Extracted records
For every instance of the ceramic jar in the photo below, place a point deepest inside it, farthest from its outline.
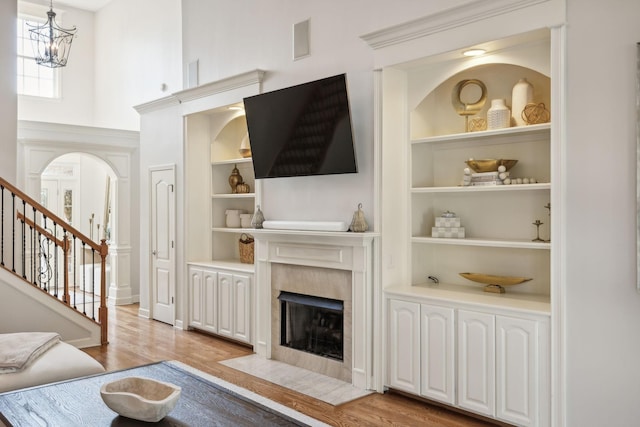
(233, 218)
(258, 218)
(521, 95)
(245, 220)
(498, 116)
(234, 179)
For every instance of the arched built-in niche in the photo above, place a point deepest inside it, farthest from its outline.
(435, 114)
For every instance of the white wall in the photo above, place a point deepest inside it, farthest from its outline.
(261, 37)
(8, 99)
(602, 304)
(137, 58)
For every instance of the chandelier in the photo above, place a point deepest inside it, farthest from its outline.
(51, 43)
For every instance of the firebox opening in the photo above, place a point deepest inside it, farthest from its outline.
(312, 324)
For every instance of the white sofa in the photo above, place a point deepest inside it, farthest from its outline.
(61, 362)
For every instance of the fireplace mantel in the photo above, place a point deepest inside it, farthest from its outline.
(335, 250)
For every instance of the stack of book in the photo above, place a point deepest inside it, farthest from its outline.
(448, 227)
(485, 178)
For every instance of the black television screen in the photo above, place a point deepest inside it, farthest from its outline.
(302, 130)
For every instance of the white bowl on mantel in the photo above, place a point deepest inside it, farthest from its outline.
(140, 398)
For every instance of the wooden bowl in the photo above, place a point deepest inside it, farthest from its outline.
(140, 398)
(494, 283)
(489, 165)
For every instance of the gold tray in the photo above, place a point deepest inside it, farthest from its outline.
(494, 283)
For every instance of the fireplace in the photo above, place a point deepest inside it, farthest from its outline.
(312, 293)
(329, 265)
(312, 324)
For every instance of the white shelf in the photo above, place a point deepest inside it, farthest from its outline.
(232, 161)
(543, 128)
(233, 230)
(495, 243)
(461, 294)
(233, 196)
(482, 188)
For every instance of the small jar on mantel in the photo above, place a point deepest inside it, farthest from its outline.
(498, 116)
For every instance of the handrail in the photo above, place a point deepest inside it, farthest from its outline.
(37, 265)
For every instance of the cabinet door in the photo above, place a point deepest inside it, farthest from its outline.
(242, 307)
(404, 340)
(517, 370)
(437, 358)
(196, 317)
(225, 304)
(476, 362)
(210, 300)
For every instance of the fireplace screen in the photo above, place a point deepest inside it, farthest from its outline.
(312, 324)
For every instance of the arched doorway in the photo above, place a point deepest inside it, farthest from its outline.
(40, 144)
(78, 188)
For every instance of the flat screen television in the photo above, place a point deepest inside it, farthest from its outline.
(302, 130)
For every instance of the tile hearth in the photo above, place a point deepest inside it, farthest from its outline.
(318, 386)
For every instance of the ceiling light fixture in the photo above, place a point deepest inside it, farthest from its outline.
(474, 52)
(51, 43)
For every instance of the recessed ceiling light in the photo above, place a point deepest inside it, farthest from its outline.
(474, 52)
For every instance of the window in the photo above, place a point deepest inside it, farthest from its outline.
(33, 79)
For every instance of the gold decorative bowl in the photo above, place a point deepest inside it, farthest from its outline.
(489, 165)
(494, 283)
(140, 398)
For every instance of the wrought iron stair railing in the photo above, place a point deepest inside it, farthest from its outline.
(46, 252)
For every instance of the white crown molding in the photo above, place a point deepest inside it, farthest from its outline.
(448, 19)
(31, 131)
(156, 104)
(207, 89)
(219, 86)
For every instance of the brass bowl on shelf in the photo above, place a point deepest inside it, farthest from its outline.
(494, 283)
(489, 165)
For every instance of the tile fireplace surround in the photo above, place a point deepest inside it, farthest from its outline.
(285, 259)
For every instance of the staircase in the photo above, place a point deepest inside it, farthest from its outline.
(41, 251)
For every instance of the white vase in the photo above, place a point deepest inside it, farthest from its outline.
(498, 116)
(521, 95)
(233, 217)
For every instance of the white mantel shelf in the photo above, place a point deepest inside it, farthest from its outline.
(272, 234)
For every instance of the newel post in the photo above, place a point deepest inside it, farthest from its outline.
(102, 311)
(66, 248)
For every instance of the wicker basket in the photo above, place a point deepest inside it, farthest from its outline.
(246, 248)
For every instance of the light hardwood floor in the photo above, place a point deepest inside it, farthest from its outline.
(135, 341)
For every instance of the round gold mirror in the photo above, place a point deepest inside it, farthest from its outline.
(468, 97)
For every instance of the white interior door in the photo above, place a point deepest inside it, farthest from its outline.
(163, 227)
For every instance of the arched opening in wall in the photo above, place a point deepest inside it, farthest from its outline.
(79, 188)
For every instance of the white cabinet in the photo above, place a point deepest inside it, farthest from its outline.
(234, 291)
(476, 362)
(404, 343)
(519, 370)
(491, 364)
(437, 353)
(220, 302)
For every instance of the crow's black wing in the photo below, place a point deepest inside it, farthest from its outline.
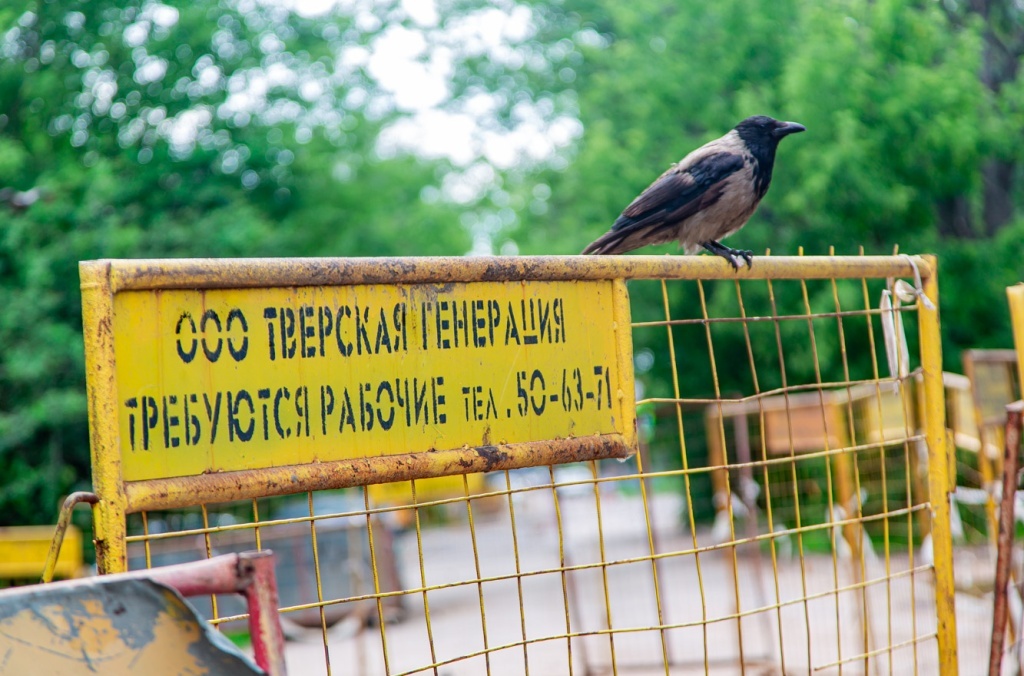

**What you need to do:**
Reproduce all of the data exactly; the pictures do not belong in the copy.

**Result:**
For every instance of the ceramic jar in the photo below, place a point deepest inside it, farthest from its outline.
(233, 218)
(258, 218)
(521, 95)
(245, 220)
(498, 116)
(234, 179)
For every instance of the arched built-in niche in the photo above, place a point deepest inside it, farthest from its outline.
(435, 114)
For every instance of the white wall in the photo above, place a point deepest inside it, farthest from its outline.
(261, 37)
(8, 99)
(602, 304)
(137, 58)
For every instance of the chandelier in the photo above, place a point deepest inside it, farthest from its outline.
(51, 43)
For every instance of the firebox opening in the photo above, place a point deepest inside it, farthest from its outline.
(312, 324)
For every instance of the white sofa in the photo above, place a point deepest inside it, farthest from its outline.
(61, 362)
For every instance of the fireplace mantel in the photo above, place a point deepest inside it, farthest from its outline.
(335, 250)
For every instance of the stack of book in the photo above, place a point deepest inside it, farthest from its outline.
(448, 227)
(485, 178)
For every instance of the black television screen in the photo above, place a point deepest inside it, farthest from its outline.
(302, 130)
For every instance of the white bowl on mantel in the photo above, place a point deepest inside it, farthest from its outline.
(140, 398)
For every instance of the wooden bowl in the photo above, place a point deepest inside it, farthest from its outline.
(140, 398)
(494, 283)
(489, 165)
For every instance of the gold tray in the photo above, place a point deepest inside it, farthest from its outline.
(494, 283)
For every instance of the fireplace in the photo above, place a point deepest inside it, farthest from its outline.
(312, 293)
(329, 265)
(312, 324)
For every instance of the white shelf in the photo above, place a point deepest inside it, farthest from its outline.
(232, 161)
(543, 128)
(233, 230)
(495, 243)
(461, 294)
(233, 196)
(482, 188)
For every instance of the small jar on mantel in the photo above, place a point deepest inside it, farthest from its outline.
(498, 116)
For every instance of the handrail in the photo above, place a point deepest inside it, farthest from its outline.
(37, 265)
For every instance of the cabinet door in the photo above, place a point deepest inside it, farthest from its outline.
(242, 307)
(404, 340)
(517, 370)
(437, 358)
(196, 317)
(225, 304)
(476, 362)
(210, 300)
For every instance of the fireplace screen in the photo above, place a point deepest inside it, farthest from its outline.
(312, 324)
For every instance of the arched doorway in the photo above, place a point deepest inside it, farthest from its outline.
(40, 144)
(78, 188)
For every instance of the flat screen television in the photo above, place a point deepest inside it, farthest from its outline.
(302, 130)
For every instance of the tile hearth in the photo above, place a point deepest inside it, farthest from its outline.
(318, 386)
For every instance of the ceiling light fixture in the photo above, place a point deepest inside it, farthest from its outline.
(474, 52)
(51, 43)
For every instance of the recessed ceiling light in the photo above, place a point deepest inside it, farthest from its outline.
(474, 52)
For every instance of the window in the photo above, place a point deepest inside it, farthest from its outline.
(33, 79)
For every instance of the gold decorative bowl in the photo above, place a point deepest inside it, farthest from its outline.
(489, 165)
(494, 283)
(140, 398)
For every instance of the wrought iron stair railing in the photo above, place a point deepest inside it, farthest from its outline.
(46, 252)
For every instance of the white crown molding in the photo above, place a point deepest inside it, farthest from its outline.
(448, 19)
(31, 131)
(156, 104)
(207, 89)
(219, 86)
For every instance of the brass bowl on shelf in the photo above, place a point deepest inside it, farthest from its outline.
(494, 283)
(489, 165)
For every instance of the tile fireplace surround in the photo above, place a point deepest inside it, farthest from its outline.
(285, 259)
For every instance of the staircase in the photo above, place a point deepest inside it, farthest from its outline.
(41, 251)
For every instance of the white vase in the photo above, place a point deepest inside it, farthest from its outline.
(498, 116)
(521, 95)
(233, 217)
For every instance of the white mantel shelf in the photo above, place a point deepest inside it, farthest from its outline.
(272, 234)
For every instance of the newel post in the photo above, place a point deepest inside it, farthest from its outline.
(102, 311)
(66, 248)
For every instance of the wicker basket in the photo above, place a point deepest inside it, farthest from its outline.
(246, 248)
For every instance of the light hardwood floor in the photo above, place a point deepest inside it, farthest from its outline.
(135, 341)
For every instance of the round gold mirror in the photo above, place a point deepest inside it, farthest from its outline.
(468, 97)
For every instance of the white interior door in the photo above, place a point deepest inside it, farthest from its outline.
(163, 227)
For every instance of the arched opening in wall in the photo above, place a point deepest inside it, farthest from its outline.
(79, 188)
For every instance of the white cabinet in the photo above, place a point deepest inside it, farthest from its outline.
(234, 291)
(476, 362)
(404, 343)
(519, 370)
(491, 364)
(437, 353)
(220, 302)
For every instance of the crow's black wing in the photo below, place a point deepest inside it, farthest from its outline.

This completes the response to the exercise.